Referring expression pointing data:

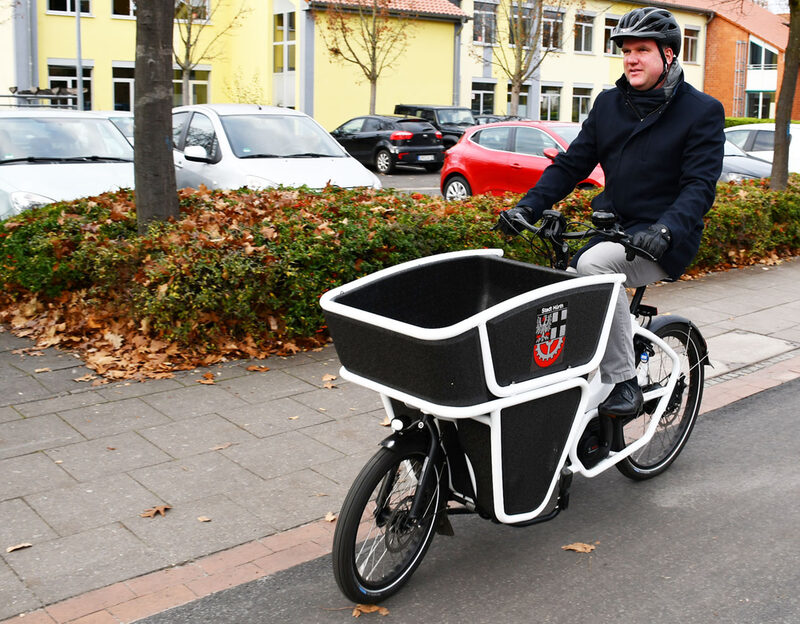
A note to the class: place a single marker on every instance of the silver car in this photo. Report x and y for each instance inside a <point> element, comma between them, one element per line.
<point>59,155</point>
<point>235,145</point>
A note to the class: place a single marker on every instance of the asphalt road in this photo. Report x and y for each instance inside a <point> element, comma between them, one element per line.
<point>714,539</point>
<point>412,179</point>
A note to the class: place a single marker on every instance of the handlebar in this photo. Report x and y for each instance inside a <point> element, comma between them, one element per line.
<point>553,232</point>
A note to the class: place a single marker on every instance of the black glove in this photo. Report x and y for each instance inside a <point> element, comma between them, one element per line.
<point>506,221</point>
<point>654,240</point>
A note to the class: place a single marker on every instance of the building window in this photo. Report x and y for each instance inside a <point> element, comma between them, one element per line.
<point>485,27</point>
<point>68,6</point>
<point>552,25</point>
<point>482,97</point>
<point>550,103</point>
<point>761,57</point>
<point>520,25</point>
<point>690,39</point>
<point>198,87</point>
<point>122,79</point>
<point>584,31</point>
<point>191,10</point>
<point>67,76</point>
<point>581,102</point>
<point>123,8</point>
<point>283,43</point>
<point>522,107</point>
<point>759,104</point>
<point>609,46</point>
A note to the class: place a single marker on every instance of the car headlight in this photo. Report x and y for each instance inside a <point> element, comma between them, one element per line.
<point>23,200</point>
<point>255,183</point>
<point>730,176</point>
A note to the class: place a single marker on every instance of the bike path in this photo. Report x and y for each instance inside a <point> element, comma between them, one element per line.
<point>263,456</point>
<point>711,540</point>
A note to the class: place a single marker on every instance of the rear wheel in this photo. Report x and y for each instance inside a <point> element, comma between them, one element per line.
<point>457,188</point>
<point>384,162</point>
<point>677,422</point>
<point>376,547</point>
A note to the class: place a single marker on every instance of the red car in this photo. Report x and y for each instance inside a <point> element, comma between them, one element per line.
<point>507,156</point>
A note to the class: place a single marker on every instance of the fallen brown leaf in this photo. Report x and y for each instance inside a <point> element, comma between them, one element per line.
<point>151,513</point>
<point>578,547</point>
<point>360,609</point>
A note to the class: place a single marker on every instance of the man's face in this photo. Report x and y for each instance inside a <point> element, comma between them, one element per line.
<point>642,62</point>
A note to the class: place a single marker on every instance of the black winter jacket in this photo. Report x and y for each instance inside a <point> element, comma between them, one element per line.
<point>660,169</point>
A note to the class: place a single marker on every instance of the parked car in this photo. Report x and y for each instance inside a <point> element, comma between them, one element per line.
<point>59,155</point>
<point>236,145</point>
<point>507,156</point>
<point>759,140</point>
<point>122,120</point>
<point>451,121</point>
<point>384,142</point>
<point>737,165</point>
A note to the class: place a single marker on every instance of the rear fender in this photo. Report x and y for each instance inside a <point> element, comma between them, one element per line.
<point>659,322</point>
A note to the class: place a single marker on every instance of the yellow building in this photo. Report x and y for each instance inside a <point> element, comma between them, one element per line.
<point>277,52</point>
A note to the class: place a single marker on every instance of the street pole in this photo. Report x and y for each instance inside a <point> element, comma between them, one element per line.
<point>80,61</point>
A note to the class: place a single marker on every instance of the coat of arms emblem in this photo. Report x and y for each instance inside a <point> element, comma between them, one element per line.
<point>551,333</point>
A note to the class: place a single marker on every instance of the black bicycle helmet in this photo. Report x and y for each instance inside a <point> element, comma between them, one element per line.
<point>649,23</point>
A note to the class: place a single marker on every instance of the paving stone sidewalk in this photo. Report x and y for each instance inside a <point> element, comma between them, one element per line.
<point>245,461</point>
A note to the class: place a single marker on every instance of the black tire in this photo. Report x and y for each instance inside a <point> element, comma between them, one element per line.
<point>678,420</point>
<point>384,162</point>
<point>371,570</point>
<point>456,188</point>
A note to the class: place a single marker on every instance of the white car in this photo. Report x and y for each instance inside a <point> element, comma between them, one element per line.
<point>59,155</point>
<point>122,120</point>
<point>759,140</point>
<point>235,145</point>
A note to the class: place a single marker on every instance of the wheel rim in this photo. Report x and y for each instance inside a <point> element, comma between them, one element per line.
<point>456,190</point>
<point>383,162</point>
<point>682,409</point>
<point>387,543</point>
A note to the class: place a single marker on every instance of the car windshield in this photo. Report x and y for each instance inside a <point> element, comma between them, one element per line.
<point>732,150</point>
<point>568,133</point>
<point>61,138</point>
<point>456,116</point>
<point>253,136</point>
<point>125,124</point>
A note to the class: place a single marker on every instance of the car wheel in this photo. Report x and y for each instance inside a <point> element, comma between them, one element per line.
<point>383,162</point>
<point>457,188</point>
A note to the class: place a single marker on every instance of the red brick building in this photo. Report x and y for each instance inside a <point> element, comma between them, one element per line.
<point>745,52</point>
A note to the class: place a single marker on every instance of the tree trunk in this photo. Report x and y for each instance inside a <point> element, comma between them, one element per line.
<point>154,172</point>
<point>783,112</point>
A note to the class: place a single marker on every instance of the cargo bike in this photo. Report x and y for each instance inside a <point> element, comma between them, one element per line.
<point>487,370</point>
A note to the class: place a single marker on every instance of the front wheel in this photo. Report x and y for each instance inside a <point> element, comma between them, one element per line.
<point>678,419</point>
<point>376,547</point>
<point>384,162</point>
<point>457,188</point>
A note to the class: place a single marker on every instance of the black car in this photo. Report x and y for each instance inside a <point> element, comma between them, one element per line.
<point>385,141</point>
<point>451,121</point>
<point>737,165</point>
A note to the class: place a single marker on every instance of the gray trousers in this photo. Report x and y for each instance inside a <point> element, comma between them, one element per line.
<point>607,257</point>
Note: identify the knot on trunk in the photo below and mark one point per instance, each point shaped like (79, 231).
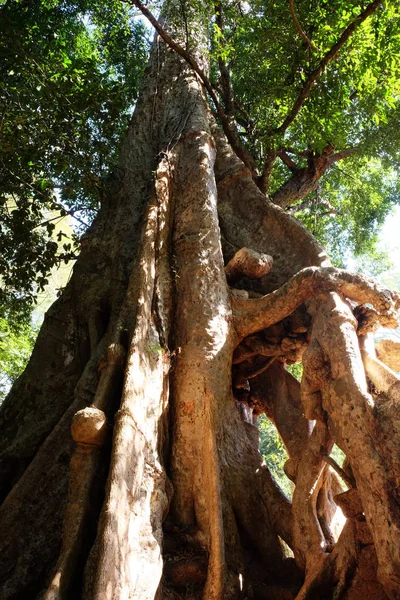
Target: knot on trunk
(248, 263)
(89, 427)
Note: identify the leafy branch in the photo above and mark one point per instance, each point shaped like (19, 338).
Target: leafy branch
(316, 74)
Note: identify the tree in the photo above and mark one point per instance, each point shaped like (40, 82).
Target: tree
(191, 293)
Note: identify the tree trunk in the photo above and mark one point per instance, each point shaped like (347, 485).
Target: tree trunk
(129, 452)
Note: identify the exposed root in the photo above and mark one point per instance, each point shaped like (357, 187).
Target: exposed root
(253, 315)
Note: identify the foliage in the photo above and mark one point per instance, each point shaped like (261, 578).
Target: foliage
(16, 344)
(353, 105)
(70, 72)
(273, 453)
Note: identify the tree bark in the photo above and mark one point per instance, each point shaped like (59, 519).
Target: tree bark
(159, 490)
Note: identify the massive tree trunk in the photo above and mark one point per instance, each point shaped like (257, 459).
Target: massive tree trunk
(129, 451)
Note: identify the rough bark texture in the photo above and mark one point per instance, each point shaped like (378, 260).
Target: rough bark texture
(129, 448)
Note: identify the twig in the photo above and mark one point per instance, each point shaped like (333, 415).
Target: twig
(329, 56)
(300, 29)
(225, 76)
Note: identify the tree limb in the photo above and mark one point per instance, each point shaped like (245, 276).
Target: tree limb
(252, 315)
(263, 180)
(305, 179)
(227, 125)
(329, 56)
(289, 162)
(226, 83)
(300, 29)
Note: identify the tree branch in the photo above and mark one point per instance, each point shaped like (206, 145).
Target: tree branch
(228, 127)
(263, 180)
(289, 162)
(252, 315)
(226, 83)
(329, 56)
(300, 29)
(305, 179)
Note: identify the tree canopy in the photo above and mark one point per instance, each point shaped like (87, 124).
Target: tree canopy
(309, 93)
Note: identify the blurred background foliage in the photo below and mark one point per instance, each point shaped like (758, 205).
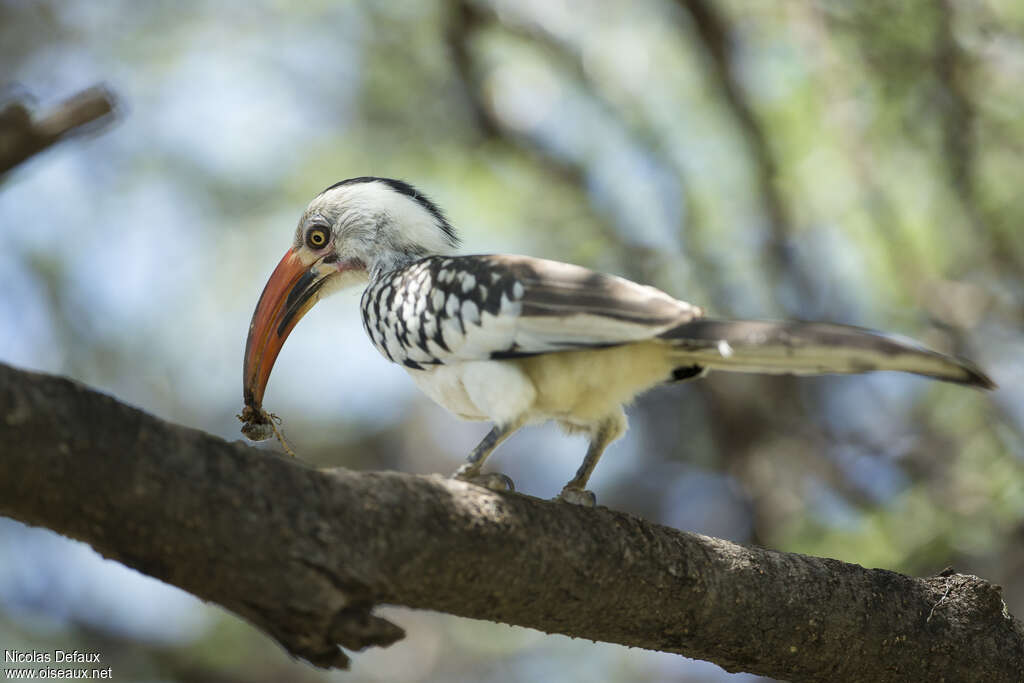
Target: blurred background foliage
(849, 162)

## Task directions:
When you transcribe the entries, reproduce each line exactly and skip any picture.

## Result of the exercise:
A note to the class: place a single marker on every instance of the silver car in this photo. Report x and y for each instance inside a <point> element, comma between them, one element per line.
<point>59,155</point>
<point>235,145</point>
A note to the class: place a single marker on every instance of the asphalt road in this photo. Report x and y for each instance inside a <point> element, comma between them, one element per line.
<point>714,539</point>
<point>412,179</point>
A note to the class: place a single marker on every instance of the handlebar in this photo. Report x and y for each instance inside a <point> element, comma between them, one element per line.
<point>553,232</point>
A note to the class: place a single marker on every instance of the black glove in this photo. Report x and y for each instance inside a <point> element, comma between them, one element per line.
<point>506,221</point>
<point>654,240</point>
A note to the class: place a single marker on every instance of the building window in this photo. Report x and y for each instance inside a <point> element, comma between them, one element per line.
<point>485,27</point>
<point>68,6</point>
<point>552,25</point>
<point>482,97</point>
<point>550,103</point>
<point>761,57</point>
<point>520,25</point>
<point>690,39</point>
<point>198,87</point>
<point>122,79</point>
<point>584,31</point>
<point>191,10</point>
<point>67,76</point>
<point>581,102</point>
<point>123,8</point>
<point>283,43</point>
<point>522,107</point>
<point>759,104</point>
<point>609,46</point>
A note to the class: place a single marker on every instance of the car headlight in this photo. Report x and y for each instance inside a <point> element, comma between them, one element per line.
<point>23,200</point>
<point>255,183</point>
<point>730,176</point>
A note to the class: place a single marker on every instance of the bike path in this photo. Report x and y for each instance inside a <point> element, comma between them, one element per line.
<point>263,456</point>
<point>711,540</point>
A note to the class: place a single marker on every instance of the rear wheel in this photo. Report x and y for each instance inside a <point> element, comma between them, one element per line.
<point>457,188</point>
<point>384,162</point>
<point>677,422</point>
<point>376,547</point>
A note to the class: place a single marker on every instance of the red car in this photo. Report x and y for each instance inside a <point> element, comma between them, one element per line.
<point>507,156</point>
A note to the class: place a single marker on every instance of the fallen brown leaf in this photo. Report x and y for each instance inside a <point> element, comma between them, one element per line.
<point>151,513</point>
<point>578,547</point>
<point>360,609</point>
A note to the class: place a single marker on every instance of the man's face in this photo. Report x and y for each instance inside a <point> element, comma between them, one element per line.
<point>642,62</point>
A note to the class: place a single marker on every instance of the black winter jacket in this photo. Report x and y for each instance inside a <point> element, comma between them, one element per line.
<point>660,169</point>
A note to the class: place a single marker on every instance of the parked car in this photo. Report x and y for each instance inside a <point> element, comma between them, one element per line.
<point>59,155</point>
<point>236,145</point>
<point>507,156</point>
<point>759,140</point>
<point>122,120</point>
<point>451,121</point>
<point>384,142</point>
<point>737,165</point>
A note to the class: place a single marker on every instance of the rear fender in this photo. Report x and y for each instance inside a <point> element, comma between them, one element per line.
<point>659,322</point>
A note to the class: place a single marker on every instance of the yellow building in this photo. Report x and y for each instance inside a <point> element, comma between them, one element per line.
<point>277,52</point>
A note to the class: place a single marker on every instance of the street pole in this photo. Report x and y for each instance inside a <point> element, comma between them, one element per line.
<point>80,61</point>
A note to the class: place a single marker on every instance of the coat of arms emblem in this photo. Report x and y for each instance inside a <point> element, comma between them, one element per line.
<point>551,333</point>
A note to the class: place a single marker on every instance of the black bicycle helmet in this photo. Report x and y for each instance inside a <point> element, comma between them, one element per line.
<point>649,23</point>
A note to the class: place a single marker on every instance of the paving stone sidewalk in this photo. Report x and y for each instance inside a <point> element, comma between them, one element per line.
<point>245,461</point>
A note to the class: place a single marker on every instance of the black tire in this photo. Report x and y for each instance inside a <point> element, comma between them, one element per line.
<point>678,420</point>
<point>384,162</point>
<point>371,570</point>
<point>456,188</point>
A note to the class: place a single marker on every instance of the white car in this photo. Report x and y for each instance inside a <point> element, comma between them, one element per line.
<point>59,155</point>
<point>122,120</point>
<point>759,140</point>
<point>235,145</point>
A note to the class: place a single marker on every instance of the wheel rim in this photo. Report x and y for each instance inside a <point> element, comma between them, one element per line.
<point>456,190</point>
<point>383,162</point>
<point>682,409</point>
<point>387,543</point>
A note to the class: place a single marker on every instance of the car windshield in this photo. Report x and y for each instance inside a <point> element, comma between them, one element per line.
<point>732,150</point>
<point>568,133</point>
<point>61,138</point>
<point>456,116</point>
<point>253,136</point>
<point>125,124</point>
A note to the class: place a single marker on every instance of the car wheel in this photo. Report x and y for each instance inside a <point> element, comma between them, one element per line.
<point>383,162</point>
<point>457,188</point>
A note to the class: place a single marker on every instance of the red brick building in this photo. Report x and y for each instance inside a <point> element, comma between them, one element per line.
<point>745,52</point>
A note to the class: place a single marker on every instance of the tree trunk in this photo. Report x and y for each instance inside a <point> element, comma between them, one element per line.
<point>154,172</point>
<point>783,112</point>
A note to the class: place a single marker on every instance of the cargo bike in this photo. Report x and y for each instance inside a <point> element, comma between them, one element per line.
<point>487,370</point>
A note to the class: place a single marker on every instance of the front wheel in this photo. Report x and y for each instance inside a <point> element, comma between them, one element per line.
<point>678,419</point>
<point>376,547</point>
<point>384,162</point>
<point>457,188</point>
A note to the class: place a single marker on every instance of the black car in this photo. Report x and y for each instance inside a <point> element, comma between them, one element per line.
<point>385,141</point>
<point>451,121</point>
<point>737,165</point>
A note to the class: place a single marker on every instance of the gray trousers in this photo. Report x and y for each instance inside a <point> element, comma between them, one element per line.
<point>607,257</point>
Note: identify the knot on trunk in the photo below and mark one point per instance, each point shaped like (79, 231).
Target: knot on trunk
(248, 263)
(89, 427)
Note: identify the leafy branch in the photo above and mark one point per instance, each point shaped like (19, 338).
Target: leafy branch
(316, 74)
Note: identify the tree in the photo above and mark one point per instance, each point shaped like (40, 82).
Target: tree
(191, 293)
Note: identify the tree trunk in the photo above and mark one point per instance, each point shaped like (347, 485).
Target: tree trunk
(129, 452)
Note: identify the exposed root in the photo above and mark one point per instance, each point shaped like (357, 187).
Target: exposed root
(253, 315)
Note: identify the foliage in the photo above and mark one point per instance, each point shaped like (261, 578).
Target: foliage
(16, 344)
(353, 105)
(70, 72)
(273, 453)
Note: identify the tree bark in the photo above and mark one point per instance, each point shaped like (59, 519).
Target: tree bark
(159, 490)
Note: identify the massive tree trunk in the photo above and mark one point per instance, each point shaped like (257, 459).
Target: massive tree trunk
(129, 451)
Note: identify the rough bark texture in the photo above and mark one point per instance, each point shaped like (378, 260).
Target: rough bark texture
(129, 448)
Note: identify the twig in the photo above and mark one point per instance, each point shaped like (333, 415).
Target: twig
(329, 56)
(300, 29)
(225, 76)
Note: identify the tree limb in the photo above and mark one point per instance, each point shaped like (245, 276).
Target: tree limb
(252, 315)
(263, 180)
(305, 179)
(227, 125)
(329, 56)
(289, 162)
(226, 83)
(300, 29)
Note: identify the tree branch in the photo above and mark one point per instance, each point shaped like (206, 145).
Target: tree branch
(228, 127)
(263, 180)
(289, 162)
(252, 315)
(226, 83)
(329, 56)
(300, 29)
(305, 179)
Note: identify the tree canopy in the photo above and mark one point per instance, each point shaped like (87, 124).
Target: tree canopy
(309, 93)
Note: identify the blurred background foliage in the photo below and mark one point per instance, each point shaped like (758, 205).
Target: blurred background foliage
(849, 162)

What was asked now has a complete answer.